__What is being asked__. Below are records; copy exactly the line containing "Final review stage: ensure every rocky" and every line after it, through the last.

*** Data Section Begins ***

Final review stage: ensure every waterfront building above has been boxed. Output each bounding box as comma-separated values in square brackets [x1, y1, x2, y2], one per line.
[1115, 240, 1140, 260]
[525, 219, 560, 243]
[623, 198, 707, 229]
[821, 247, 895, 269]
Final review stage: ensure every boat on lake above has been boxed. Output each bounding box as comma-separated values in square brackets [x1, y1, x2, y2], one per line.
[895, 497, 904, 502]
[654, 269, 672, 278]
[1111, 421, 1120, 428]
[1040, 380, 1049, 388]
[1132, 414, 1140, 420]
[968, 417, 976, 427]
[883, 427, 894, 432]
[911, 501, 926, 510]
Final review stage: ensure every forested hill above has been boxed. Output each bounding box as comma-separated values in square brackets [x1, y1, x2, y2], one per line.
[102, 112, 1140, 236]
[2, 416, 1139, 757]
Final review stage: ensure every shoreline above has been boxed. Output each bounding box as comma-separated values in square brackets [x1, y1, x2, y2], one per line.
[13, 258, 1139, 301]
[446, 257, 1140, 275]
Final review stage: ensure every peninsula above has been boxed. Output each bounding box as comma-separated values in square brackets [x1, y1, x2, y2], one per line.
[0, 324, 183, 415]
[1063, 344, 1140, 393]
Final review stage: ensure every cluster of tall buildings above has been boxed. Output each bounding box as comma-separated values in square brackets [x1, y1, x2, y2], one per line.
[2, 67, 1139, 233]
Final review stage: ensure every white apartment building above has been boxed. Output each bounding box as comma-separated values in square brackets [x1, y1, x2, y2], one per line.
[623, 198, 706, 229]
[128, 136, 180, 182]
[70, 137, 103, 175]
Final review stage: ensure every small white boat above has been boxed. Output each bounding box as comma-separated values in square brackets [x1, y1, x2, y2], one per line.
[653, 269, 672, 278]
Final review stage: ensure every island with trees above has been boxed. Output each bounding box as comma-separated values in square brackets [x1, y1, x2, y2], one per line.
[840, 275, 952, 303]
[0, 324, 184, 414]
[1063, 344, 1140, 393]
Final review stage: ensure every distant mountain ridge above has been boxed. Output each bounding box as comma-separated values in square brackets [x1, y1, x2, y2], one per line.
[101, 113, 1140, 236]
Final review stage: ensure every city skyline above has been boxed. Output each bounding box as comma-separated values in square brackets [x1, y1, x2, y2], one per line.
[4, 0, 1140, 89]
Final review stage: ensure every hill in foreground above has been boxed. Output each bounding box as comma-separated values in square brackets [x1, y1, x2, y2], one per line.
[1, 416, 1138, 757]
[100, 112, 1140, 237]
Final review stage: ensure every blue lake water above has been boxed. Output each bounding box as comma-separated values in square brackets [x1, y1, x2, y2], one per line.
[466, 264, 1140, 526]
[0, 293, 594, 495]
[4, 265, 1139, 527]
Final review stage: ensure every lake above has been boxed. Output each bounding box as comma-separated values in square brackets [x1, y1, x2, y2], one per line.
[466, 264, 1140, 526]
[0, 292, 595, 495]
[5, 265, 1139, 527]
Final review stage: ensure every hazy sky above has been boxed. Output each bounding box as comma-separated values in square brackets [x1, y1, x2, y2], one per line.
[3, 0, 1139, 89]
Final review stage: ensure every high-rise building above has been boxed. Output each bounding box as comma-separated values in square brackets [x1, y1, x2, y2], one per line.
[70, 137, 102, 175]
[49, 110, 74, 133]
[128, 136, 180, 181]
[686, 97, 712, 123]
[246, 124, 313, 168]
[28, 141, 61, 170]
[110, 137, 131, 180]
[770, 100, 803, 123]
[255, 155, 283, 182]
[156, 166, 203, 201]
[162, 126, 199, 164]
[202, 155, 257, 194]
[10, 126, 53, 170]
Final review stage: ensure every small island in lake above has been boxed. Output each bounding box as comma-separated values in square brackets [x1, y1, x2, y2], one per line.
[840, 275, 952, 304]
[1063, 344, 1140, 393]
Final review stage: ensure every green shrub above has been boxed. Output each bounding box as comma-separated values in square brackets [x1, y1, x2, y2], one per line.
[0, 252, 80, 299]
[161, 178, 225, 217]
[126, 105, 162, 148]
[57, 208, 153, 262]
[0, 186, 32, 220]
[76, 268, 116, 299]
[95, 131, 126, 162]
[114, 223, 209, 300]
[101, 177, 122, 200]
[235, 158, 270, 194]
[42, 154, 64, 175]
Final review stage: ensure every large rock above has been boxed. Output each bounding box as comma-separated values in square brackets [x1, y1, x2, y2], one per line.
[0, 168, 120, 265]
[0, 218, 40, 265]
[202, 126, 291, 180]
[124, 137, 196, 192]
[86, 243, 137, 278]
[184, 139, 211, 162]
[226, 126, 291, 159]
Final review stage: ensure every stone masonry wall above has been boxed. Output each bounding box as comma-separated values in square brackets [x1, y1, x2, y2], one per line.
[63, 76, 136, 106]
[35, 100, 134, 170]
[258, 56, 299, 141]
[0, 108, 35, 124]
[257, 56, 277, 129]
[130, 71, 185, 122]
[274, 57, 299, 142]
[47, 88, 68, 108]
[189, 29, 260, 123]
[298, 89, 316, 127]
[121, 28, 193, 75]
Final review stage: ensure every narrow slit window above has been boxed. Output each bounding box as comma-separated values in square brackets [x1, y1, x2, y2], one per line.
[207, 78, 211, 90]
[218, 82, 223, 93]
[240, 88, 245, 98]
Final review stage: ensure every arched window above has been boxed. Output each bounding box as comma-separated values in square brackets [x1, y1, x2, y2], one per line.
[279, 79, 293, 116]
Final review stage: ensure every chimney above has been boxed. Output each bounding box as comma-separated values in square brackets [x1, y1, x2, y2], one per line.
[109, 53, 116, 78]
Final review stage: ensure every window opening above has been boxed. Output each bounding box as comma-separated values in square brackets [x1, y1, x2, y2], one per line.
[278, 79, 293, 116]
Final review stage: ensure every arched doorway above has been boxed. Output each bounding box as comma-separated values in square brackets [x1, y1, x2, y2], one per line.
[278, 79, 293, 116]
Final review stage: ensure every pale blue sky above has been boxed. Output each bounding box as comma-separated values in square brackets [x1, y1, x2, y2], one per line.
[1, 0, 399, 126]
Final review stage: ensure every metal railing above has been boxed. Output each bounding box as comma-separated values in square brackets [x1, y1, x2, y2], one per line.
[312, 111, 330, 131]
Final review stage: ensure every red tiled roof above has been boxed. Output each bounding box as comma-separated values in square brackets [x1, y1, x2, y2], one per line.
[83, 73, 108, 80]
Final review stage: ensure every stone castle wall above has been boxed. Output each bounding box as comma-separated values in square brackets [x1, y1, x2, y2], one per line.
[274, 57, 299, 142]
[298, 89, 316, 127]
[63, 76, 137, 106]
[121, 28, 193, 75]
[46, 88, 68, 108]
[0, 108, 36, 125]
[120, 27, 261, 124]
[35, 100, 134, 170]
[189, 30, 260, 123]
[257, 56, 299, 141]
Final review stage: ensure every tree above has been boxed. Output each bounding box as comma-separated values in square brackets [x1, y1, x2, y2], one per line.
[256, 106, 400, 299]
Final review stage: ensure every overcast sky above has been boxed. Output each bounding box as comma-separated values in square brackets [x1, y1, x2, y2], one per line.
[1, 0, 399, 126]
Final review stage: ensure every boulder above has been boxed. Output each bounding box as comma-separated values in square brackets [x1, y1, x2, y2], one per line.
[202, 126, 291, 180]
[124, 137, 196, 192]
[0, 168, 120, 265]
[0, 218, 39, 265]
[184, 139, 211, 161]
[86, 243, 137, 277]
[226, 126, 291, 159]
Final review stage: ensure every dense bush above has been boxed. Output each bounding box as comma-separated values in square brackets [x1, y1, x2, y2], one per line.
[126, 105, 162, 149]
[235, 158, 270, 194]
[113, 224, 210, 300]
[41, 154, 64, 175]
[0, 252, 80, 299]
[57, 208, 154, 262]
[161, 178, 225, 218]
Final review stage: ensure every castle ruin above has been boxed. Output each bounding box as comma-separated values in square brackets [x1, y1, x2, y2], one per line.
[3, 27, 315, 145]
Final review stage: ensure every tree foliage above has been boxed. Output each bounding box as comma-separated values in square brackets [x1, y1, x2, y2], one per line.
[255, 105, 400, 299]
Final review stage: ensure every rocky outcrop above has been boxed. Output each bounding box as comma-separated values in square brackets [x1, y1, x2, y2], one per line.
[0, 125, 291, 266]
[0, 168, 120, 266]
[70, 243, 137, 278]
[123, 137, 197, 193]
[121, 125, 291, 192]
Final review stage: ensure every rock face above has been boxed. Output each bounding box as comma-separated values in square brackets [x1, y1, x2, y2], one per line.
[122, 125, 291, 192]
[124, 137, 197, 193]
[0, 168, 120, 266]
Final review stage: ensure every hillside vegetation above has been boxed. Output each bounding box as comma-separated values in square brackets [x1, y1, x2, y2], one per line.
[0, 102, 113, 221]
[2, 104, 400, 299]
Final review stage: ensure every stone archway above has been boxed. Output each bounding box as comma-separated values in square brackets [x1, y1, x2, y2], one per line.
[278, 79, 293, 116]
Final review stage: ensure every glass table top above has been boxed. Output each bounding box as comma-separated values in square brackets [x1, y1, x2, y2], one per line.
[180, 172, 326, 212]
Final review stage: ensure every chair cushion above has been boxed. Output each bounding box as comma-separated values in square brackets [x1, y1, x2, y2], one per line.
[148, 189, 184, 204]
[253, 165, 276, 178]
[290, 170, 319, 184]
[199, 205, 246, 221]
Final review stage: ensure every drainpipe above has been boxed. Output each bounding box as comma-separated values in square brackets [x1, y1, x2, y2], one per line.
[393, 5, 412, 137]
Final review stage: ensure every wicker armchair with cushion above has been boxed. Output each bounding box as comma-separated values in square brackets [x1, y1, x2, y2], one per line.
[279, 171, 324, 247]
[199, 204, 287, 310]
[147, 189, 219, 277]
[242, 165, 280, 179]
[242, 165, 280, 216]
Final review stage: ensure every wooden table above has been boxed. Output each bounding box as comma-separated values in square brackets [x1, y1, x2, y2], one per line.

*** Data Section Ends ***

__Written answer__.
Final review stage: ensure every rocky outcrop above has been boxed. Output each bounding box as comma-separated values in square brackets [x1, y1, x2, y2], one per line.
[0, 125, 291, 266]
[0, 168, 120, 266]
[70, 243, 137, 278]
[123, 137, 197, 193]
[121, 125, 291, 192]
Final review stage: ensure every rock face above has been boxed. Output each bounding box as comma-separated values in square brackets [x1, y1, x2, y2], one per line.
[122, 125, 291, 192]
[124, 137, 197, 193]
[0, 168, 120, 266]
Final review stage: ensure every hillside vegetation above has been boxed. Output each bounding box as comma-separated values in square brackets [x1, y1, x2, y2], one per line.
[0, 102, 113, 221]
[2, 104, 400, 299]
Final review stage: ensure every stone archway above has been boxed. Output each bounding box as comma-separated values in square brackets [x1, y1, x2, y2], one per line.
[278, 79, 293, 116]
Final review stage: ensure every glass table top above has been boxed. Output each bounding box as comma-separated values in square brackets [x1, y1, x2, y2], one per line.
[180, 172, 326, 212]
Final review stage: ensure every chair cushion above has been boxed. Output each bounding box as comma-separated values in square brackets [x1, y1, x2, y2], one per line.
[148, 189, 184, 204]
[253, 165, 276, 178]
[290, 170, 319, 184]
[199, 205, 246, 221]
Final review stage: ensure every drainpipe above has been boxed. Output each bounding box as comma-separated values in square brackets [x1, y1, x2, y2], one per line.
[393, 5, 412, 137]
Final review stage: ensure every wicker armchair with cushion above has been boxed. Output each bounding box as comma-separated values in square brackets [x1, y1, x2, y2], one per line.
[279, 171, 324, 247]
[199, 204, 287, 310]
[147, 189, 219, 277]
[242, 165, 280, 179]
[242, 165, 280, 216]
Final review stage: ensure every wooden table above has been boxed. Output each bounding box as comma-separated values in square brackets [x1, y1, x2, y2], one per line.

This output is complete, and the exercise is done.